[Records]
============
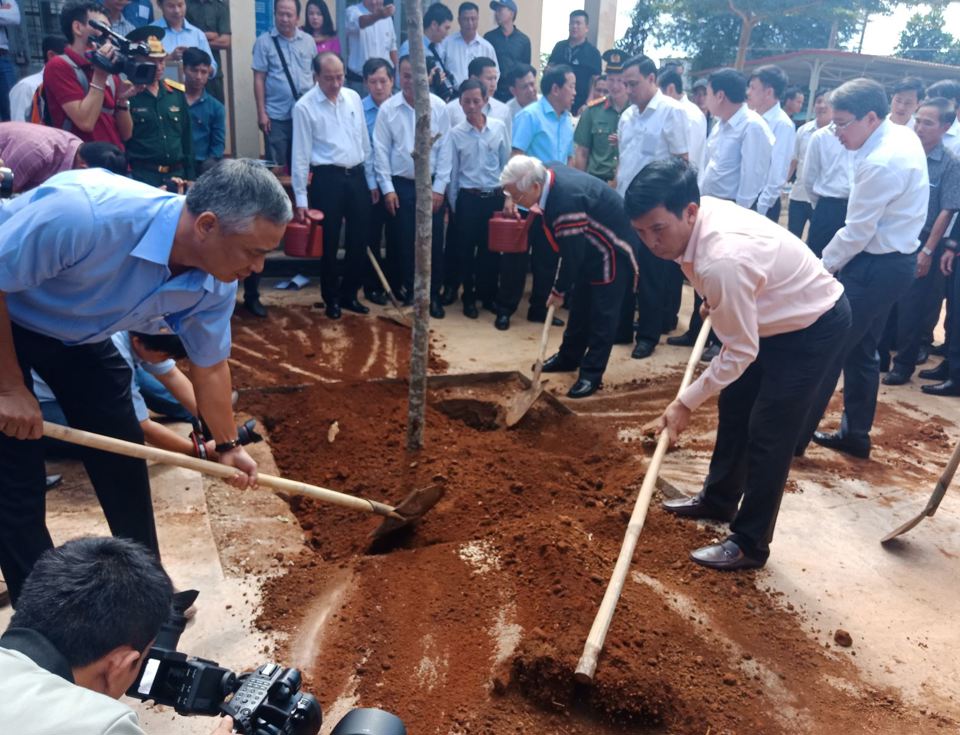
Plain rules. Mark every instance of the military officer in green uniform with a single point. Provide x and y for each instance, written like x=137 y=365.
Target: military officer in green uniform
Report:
x=161 y=146
x=596 y=134
x=213 y=18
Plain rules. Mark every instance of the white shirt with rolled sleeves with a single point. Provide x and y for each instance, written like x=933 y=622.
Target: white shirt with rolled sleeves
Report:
x=655 y=134
x=826 y=166
x=494 y=109
x=889 y=194
x=758 y=280
x=376 y=41
x=393 y=139
x=477 y=157
x=784 y=144
x=328 y=133
x=738 y=158
x=457 y=53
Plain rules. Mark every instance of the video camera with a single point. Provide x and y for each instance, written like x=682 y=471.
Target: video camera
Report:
x=136 y=72
x=266 y=701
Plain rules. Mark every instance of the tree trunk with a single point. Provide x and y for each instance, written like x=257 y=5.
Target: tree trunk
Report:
x=420 y=348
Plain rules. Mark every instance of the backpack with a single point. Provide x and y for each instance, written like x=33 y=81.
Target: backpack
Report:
x=40 y=110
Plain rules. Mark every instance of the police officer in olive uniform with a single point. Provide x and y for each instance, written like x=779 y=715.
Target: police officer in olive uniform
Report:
x=161 y=146
x=596 y=134
x=213 y=18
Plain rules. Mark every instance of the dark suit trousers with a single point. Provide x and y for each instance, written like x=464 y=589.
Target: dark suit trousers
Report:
x=92 y=385
x=761 y=416
x=872 y=283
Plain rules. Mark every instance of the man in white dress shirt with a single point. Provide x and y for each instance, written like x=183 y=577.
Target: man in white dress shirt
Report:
x=462 y=47
x=764 y=90
x=873 y=253
x=780 y=316
x=330 y=140
x=370 y=35
x=393 y=140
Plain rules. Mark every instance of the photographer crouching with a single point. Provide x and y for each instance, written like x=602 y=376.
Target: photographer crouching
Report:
x=86 y=619
x=88 y=254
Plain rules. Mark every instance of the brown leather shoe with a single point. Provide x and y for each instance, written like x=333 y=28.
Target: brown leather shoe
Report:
x=725 y=556
x=695 y=508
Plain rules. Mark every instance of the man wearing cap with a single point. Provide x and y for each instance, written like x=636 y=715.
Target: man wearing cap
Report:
x=511 y=45
x=161 y=146
x=596 y=134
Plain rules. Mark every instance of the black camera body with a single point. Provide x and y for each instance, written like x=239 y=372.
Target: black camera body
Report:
x=136 y=72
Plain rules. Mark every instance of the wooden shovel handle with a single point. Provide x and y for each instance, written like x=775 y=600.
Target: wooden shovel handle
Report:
x=601 y=624
x=214 y=469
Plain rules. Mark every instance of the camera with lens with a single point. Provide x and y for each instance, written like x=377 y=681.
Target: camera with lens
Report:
x=123 y=62
x=266 y=701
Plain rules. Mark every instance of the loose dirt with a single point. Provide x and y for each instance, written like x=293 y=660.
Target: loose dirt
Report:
x=474 y=621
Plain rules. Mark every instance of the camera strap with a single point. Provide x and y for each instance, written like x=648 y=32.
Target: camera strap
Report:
x=286 y=69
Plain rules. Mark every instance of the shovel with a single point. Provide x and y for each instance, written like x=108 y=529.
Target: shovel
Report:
x=401 y=317
x=413 y=507
x=519 y=405
x=938 y=492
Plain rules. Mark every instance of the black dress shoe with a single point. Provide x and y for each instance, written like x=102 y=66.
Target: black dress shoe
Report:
x=556 y=364
x=583 y=388
x=858 y=449
x=946 y=388
x=644 y=348
x=897 y=376
x=254 y=306
x=682 y=340
x=695 y=508
x=355 y=306
x=940 y=372
x=725 y=556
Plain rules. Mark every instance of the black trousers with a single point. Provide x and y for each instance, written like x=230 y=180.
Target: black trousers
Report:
x=92 y=385
x=341 y=195
x=404 y=232
x=872 y=284
x=828 y=217
x=761 y=416
x=594 y=315
x=798 y=214
x=478 y=267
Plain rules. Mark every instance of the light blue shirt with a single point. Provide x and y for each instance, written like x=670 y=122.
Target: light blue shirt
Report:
x=189 y=36
x=84 y=255
x=540 y=133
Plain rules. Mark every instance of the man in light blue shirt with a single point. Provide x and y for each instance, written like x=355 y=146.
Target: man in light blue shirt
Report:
x=88 y=254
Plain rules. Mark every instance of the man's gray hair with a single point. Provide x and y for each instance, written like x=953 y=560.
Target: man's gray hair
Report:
x=523 y=172
x=239 y=191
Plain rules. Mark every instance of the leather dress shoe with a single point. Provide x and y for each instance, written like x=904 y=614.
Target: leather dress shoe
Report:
x=556 y=364
x=940 y=372
x=682 y=340
x=897 y=376
x=376 y=297
x=858 y=449
x=583 y=388
x=725 y=556
x=946 y=388
x=355 y=306
x=644 y=348
x=694 y=507
x=254 y=306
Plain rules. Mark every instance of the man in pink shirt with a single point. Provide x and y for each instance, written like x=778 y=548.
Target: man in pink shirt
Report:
x=781 y=318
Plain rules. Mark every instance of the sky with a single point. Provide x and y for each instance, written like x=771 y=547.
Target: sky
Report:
x=881 y=38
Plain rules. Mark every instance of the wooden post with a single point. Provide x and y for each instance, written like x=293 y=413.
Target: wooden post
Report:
x=420 y=347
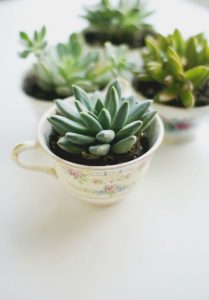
============
PROBLEM: Copy the listing above line for line, leaving out the pictures.

EXERCISE RESPONSE:
Plain rules. Mark every instance of the military officer in green uniform with a single point. Provide x and y for each instance, written like x=137 y=365.
Target: military officer in green uniform
Report:
x=161 y=146
x=596 y=134
x=213 y=18
Plain rules. Mark every instance of the white shirt with rolled sleeves with a single point. Provide x and y for each instance, written like x=933 y=622.
Target: white shirt with rolled sleeves
Report:
x=655 y=134
x=826 y=166
x=494 y=109
x=889 y=194
x=758 y=280
x=376 y=41
x=393 y=139
x=477 y=157
x=784 y=144
x=328 y=133
x=738 y=158
x=457 y=53
Plain rules. Mark every instance of the video camera with a single point. Provide x and y for each instance, written like x=682 y=471.
Target: video camera
Report:
x=136 y=72
x=266 y=701
Plain rules. Mark every instance of the tree trunk with a single point. Provide x and y for each instance, written like x=257 y=5.
Target: tree trunk
Report:
x=420 y=348
Plain rules. Mark every instance of the backpack with a single point. Provide x and y for each instance, written like x=33 y=81.
Target: backpack
Report:
x=40 y=110
Plain rules. Mark every instance of the police officer in olive uniform with a single point. Provide x and y for each instance, written like x=779 y=715.
Target: police officer in olive uniform
Report:
x=161 y=146
x=596 y=134
x=213 y=18
Plain rules. Mark every instance of the dark suit trousers with a single point. Provide x and y for each instance, written like x=464 y=589.
Target: dark suit trousers
Report:
x=92 y=385
x=761 y=416
x=872 y=283
Plain rules. Mark every instance of the man in white dress shirt with a single point. Provide x and y for each instance, written like x=183 y=577.
Target: man in white dress shirt
Report:
x=462 y=47
x=764 y=90
x=873 y=253
x=780 y=316
x=330 y=140
x=370 y=35
x=393 y=140
Plain rules. Mark every instance of the photographer crouching with a single point. Provide x and y for each instance, written like x=602 y=376.
Target: photographer crouching
Report:
x=86 y=619
x=88 y=254
Plain rules. Mark every instance of the brown leather shoe with a single point. Provide x and y for each instance, written like x=333 y=28.
Target: brown leather shoe
Report:
x=725 y=556
x=695 y=508
Plain rules. Mark every instance of the man wearing cap with a single point. Provide x and y for each instance, written like x=636 y=715.
Target: man wearing cap
Report:
x=511 y=45
x=161 y=146
x=596 y=134
Plain rules. Mark every instance of the black camera body with a single point. Provide x and y for each instance, written like x=239 y=372.
Target: black camera body
Report:
x=136 y=72
Plain rules. Mark every instance of the wooden shovel handle with a single point. Provide x and y for each instance, written like x=775 y=600.
Target: wooden shovel handle
Report:
x=601 y=624
x=214 y=469
Plain rules. Mark every instance of the camera with lens with a single point. Provide x and y for each instance, written like x=377 y=681.
Target: camera with lens
Report:
x=123 y=62
x=266 y=701
Plain rules. Mark every instance of the loose dirt with a single point. Provide x and y for each instance, written like x=293 y=660.
Target: loose dirt
Report:
x=474 y=621
Plain rules. Mark every instance of the camera strap with a single point. Provide x and y for each instance, written like x=648 y=32.
Target: camera strap
Report:
x=286 y=69
Plain rules. Mark every instance of the shovel with a single point. Provide x and y for each instance, written like x=108 y=529.
Target: shovel
Report:
x=401 y=317
x=413 y=507
x=519 y=405
x=938 y=492
Plain rules. Mark every instance of the black dress shoe with a single point. Provide x and y for each instance, written like x=102 y=66.
Target: black dress shoe
Report:
x=556 y=364
x=583 y=388
x=858 y=449
x=946 y=388
x=644 y=348
x=897 y=376
x=254 y=306
x=682 y=340
x=695 y=508
x=355 y=306
x=940 y=372
x=725 y=556
Plain rules. Mark every instance of the black trousers with a single point. Provide x and y for each instance, written like x=230 y=180.
Target: black trousers
Report:
x=92 y=385
x=341 y=195
x=404 y=232
x=872 y=284
x=828 y=217
x=761 y=416
x=594 y=315
x=798 y=214
x=478 y=267
Plain rules. Mark every instance of the light blue shirt with a single point. Provide x and y for each instance, written like x=670 y=122.
Target: light blue shirt
Report:
x=189 y=36
x=84 y=255
x=540 y=133
Plain rules. Mark every instance of the man in light blue shirt with a single point. Provide x and y for each instance, written like x=355 y=146.
Target: man in light blue shirt
Report:
x=88 y=254
Plain rules. Mark every instance of the man's gray hair with a single point. Provide x and y for each instance, written like x=953 y=560.
Target: man's gray hair
Report:
x=523 y=172
x=239 y=191
Plain rules. Mark every instance of the leather dress shoe with a single point. Provide x and y for each instance, written like x=904 y=614.
Target: leather dress shoe
Report:
x=556 y=364
x=940 y=372
x=682 y=340
x=897 y=376
x=376 y=297
x=858 y=449
x=583 y=388
x=725 y=556
x=946 y=388
x=355 y=306
x=644 y=348
x=694 y=507
x=254 y=306
Plain rules. Mark every instance of the man in pink shirt with a single point. Provide x and y for each instance, written like x=778 y=548.
Target: man in pink shirt
Report:
x=781 y=318
Plain rules. Mark every instance of the sky with a single point. Provide x and y for each instance, written like x=771 y=547.
Target: sky
Report:
x=881 y=38
Plain rules. Mark every instance of the wooden post with a single point. Provide x and y for each instance, written like x=293 y=413.
Target: wooden post
Report:
x=420 y=347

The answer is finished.